_Reading text:_
● ● ●
I also explain what guns are capable of (no they do not understand completely, but they will soon as they are going hunting with me).
I have left guns laying on the couch with the slide back while "spying" on them. They thought they were alone and they never really even looked twice.
That being said, I still secure all my guns of course, but you never know when kids will run into a gun somewhere else. I think my system has worked very well. My twins are six and have been good so far.
September 21st, 2006 05:24 PM
Another question that comes to mind is: Why was the weapon left loaded?
Now I am not saying that all weapons in a home should be unloaded, that would make for some rather expensive paperweights.
Consider the circumstances. First of all, you know that there will be children in and around your home. I have two of my very own. The two that I carry are loaded at all times, and stored in a fashion (when they aren't on me) as to prohibit my very curious two year old from getting either of them. I have another that is locked in a safe and loaded. I have the shotty on the top shelf of the closet with a box of shells close at hand. The shelf is high enough that I have to reach for it. My wife would have to get something to stand on, and she isn't that much shorter than I am.
● ● ●
_Data extracts:_
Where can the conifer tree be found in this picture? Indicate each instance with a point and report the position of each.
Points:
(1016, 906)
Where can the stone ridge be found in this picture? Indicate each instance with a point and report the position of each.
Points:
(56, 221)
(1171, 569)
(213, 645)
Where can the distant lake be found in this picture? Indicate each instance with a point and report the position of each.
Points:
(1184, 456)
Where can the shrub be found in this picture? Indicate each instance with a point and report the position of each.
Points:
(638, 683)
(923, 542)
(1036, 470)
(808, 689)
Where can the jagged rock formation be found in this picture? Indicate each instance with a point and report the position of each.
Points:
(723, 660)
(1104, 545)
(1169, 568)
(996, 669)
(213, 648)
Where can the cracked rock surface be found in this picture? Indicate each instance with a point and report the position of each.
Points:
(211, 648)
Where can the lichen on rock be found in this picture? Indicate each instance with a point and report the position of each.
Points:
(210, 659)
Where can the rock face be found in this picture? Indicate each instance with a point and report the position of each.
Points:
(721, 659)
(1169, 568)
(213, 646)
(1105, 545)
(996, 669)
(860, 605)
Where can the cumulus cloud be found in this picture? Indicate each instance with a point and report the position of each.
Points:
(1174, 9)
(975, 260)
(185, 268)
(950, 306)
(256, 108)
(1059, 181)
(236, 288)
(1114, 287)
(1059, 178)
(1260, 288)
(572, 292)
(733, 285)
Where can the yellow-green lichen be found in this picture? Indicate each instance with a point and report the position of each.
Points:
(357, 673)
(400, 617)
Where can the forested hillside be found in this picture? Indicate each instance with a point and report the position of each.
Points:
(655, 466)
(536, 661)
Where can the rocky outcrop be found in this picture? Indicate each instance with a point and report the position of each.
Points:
● ● ●
_Directions for this task:_ Quote, word for word, the part of the passage on gun safety around children that begins at the words "I have left" and stops after "rather expensive paperweights.". The data are not needed here.

_Exercise answer:_
I have left guns laying on the couch with the slide back while "spying" on them. They thought they were alone and they never really even looked twice.
That being said, I still secure all my guns of course, but you never know when kids will run into a gun somewhere else. I think my system has worked very well. My twins are six and have been good so far.
September 21st, 2006 05:24 PM
Another question that comes to mind is: Why was the weapon left loaded?
Now I am not saying that all weapons in a home should be unloaded, that would make for some rather expensive paperweights.